• [Consignes]:
1. D'après le passage source, en quelle année l'association « Famille de France » a-t-elle été fondée, et à l'occasion de quoi ?
2. Quels exemples de participants à la manifestation réunissant des mouvements catholiques réactionnaires ou conservateurs le passage source énumère-t-il ?

• [Passage source]:
++++++++++

Acteurs de la controverse : les associations familiales


Présentation générale des associations familiales :

Ces associations familiales sont tout d’abord des groupes clairement positionnés politiquement, et malheureusement, la plupart du temps, d’influence extrême droitiste. On pourra s’en convaincre en prenant l’exemple de la plus importante association française de ce type, l’association « Famille de France », fondée en 1947 lors de la fusion de trois associations de ce type. La position politique de cette association ne laisse en effet aucun doute, dès lors que l’on se donne la peine de lire certains manifestes qu’elle a produit sur des thèmes sensibles tels que l’IVG (recommandant à « la société de soutenir la fonction parentale, en ne déresponsabilisant pas les parents au moment de l’acte grave qui va inaugurer la vie sexuelle de la jeune fille » (sic)), l’adoption homosexuelle (en mettant en garde contre « le risque pédophilique toujours présent chez les couples homosexuels masculins qui désirent adopter, même si les personnes concernées croient n’avoir en aucun cas de telles tendances » (re-sic)), ou bien que l’on porte un regard critique sur les présidents de cette association, comme par exemple l’actuel président Henri Joyeux, ayant animé la première édition du forum de la communauté de Saint-Jean, manifestation réunissant des représentants des mouvements catholiques réactionnaires ou conservateurs les plus dynamiques : associations anti-IVG, groupes charismatiques, Scouts d’Europe, etc. Voilà située cette association dans le paysage politique français.

++++++++++

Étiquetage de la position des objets
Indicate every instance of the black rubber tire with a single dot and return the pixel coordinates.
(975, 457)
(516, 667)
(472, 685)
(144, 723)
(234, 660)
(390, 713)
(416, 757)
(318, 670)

++++++++++

• [Réponses]:
1. En 1947, lors de la fusion de trois associations de ce type.

2. Associations anti-IVG, groupes charismatiques, Scouts d'Europe.